Exercise prompt → Please output exactly the run of lines that starts at the line with "the sidewalk, the" and ends at the last line of the records below.
-- Start Task data --
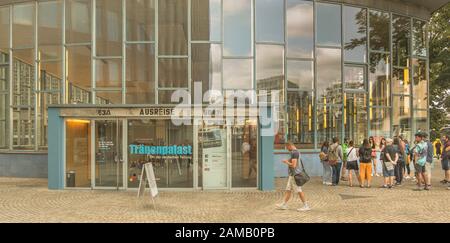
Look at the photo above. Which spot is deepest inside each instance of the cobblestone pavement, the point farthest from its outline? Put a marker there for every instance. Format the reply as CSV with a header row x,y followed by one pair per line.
x,y
28,200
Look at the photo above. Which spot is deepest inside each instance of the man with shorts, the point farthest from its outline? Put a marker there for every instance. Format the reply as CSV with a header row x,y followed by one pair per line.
x,y
445,160
420,158
294,168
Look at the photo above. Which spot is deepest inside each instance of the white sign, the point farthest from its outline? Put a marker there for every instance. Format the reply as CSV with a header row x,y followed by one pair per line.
x,y
148,175
214,158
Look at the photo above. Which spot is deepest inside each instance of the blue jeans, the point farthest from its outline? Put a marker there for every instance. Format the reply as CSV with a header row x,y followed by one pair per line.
x,y
336,174
326,178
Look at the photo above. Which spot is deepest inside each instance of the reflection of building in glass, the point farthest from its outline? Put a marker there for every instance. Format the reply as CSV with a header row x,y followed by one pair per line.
x,y
343,70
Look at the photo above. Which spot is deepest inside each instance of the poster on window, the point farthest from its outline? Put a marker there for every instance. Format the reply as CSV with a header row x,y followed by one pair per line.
x,y
214,158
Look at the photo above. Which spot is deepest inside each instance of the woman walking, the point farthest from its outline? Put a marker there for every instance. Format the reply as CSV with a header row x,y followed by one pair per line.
x,y
373,155
326,178
352,164
365,165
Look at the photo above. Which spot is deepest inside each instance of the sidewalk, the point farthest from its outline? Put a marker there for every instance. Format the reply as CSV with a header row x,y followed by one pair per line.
x,y
28,200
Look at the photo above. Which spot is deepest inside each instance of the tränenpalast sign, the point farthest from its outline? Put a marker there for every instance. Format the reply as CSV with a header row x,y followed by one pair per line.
x,y
160,150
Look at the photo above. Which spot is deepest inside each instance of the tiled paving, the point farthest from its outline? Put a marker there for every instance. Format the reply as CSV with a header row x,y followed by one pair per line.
x,y
28,200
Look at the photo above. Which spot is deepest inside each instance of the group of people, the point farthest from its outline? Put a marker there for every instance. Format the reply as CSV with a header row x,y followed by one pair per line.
x,y
395,159
347,161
-- End Task data --
Correct result →
Look at the photo above. Which spot is deepest inside each instance of the sidewalk, the point farthest from its outline? Put a marker there for every instance. Format the reply as CSV with a header row x,y followed by one pair per line.
x,y
28,200
Look at the photo above. Which spot is deepest inside each instance of the tränenpalast sign, the point farthest from its outline? Put a marker there for every instance. Format the reply as CSV with a header row x,y followed by one pair per line.
x,y
160,150
Look at the photo above. Which spot is deepest inside each instance of the tiled paving, the point farthest from its outline? Put a marker there for every instance. Format the reply as CSV with a header row x,y followed by one pair per line.
x,y
28,200
Look at the photo above. Which spot is deepest inside each instance of the group of people, the point farthest from its outline? Put a marker there for every instance. Format the reply as CSV with a header row x,y followed by one pair per line.
x,y
395,159
347,161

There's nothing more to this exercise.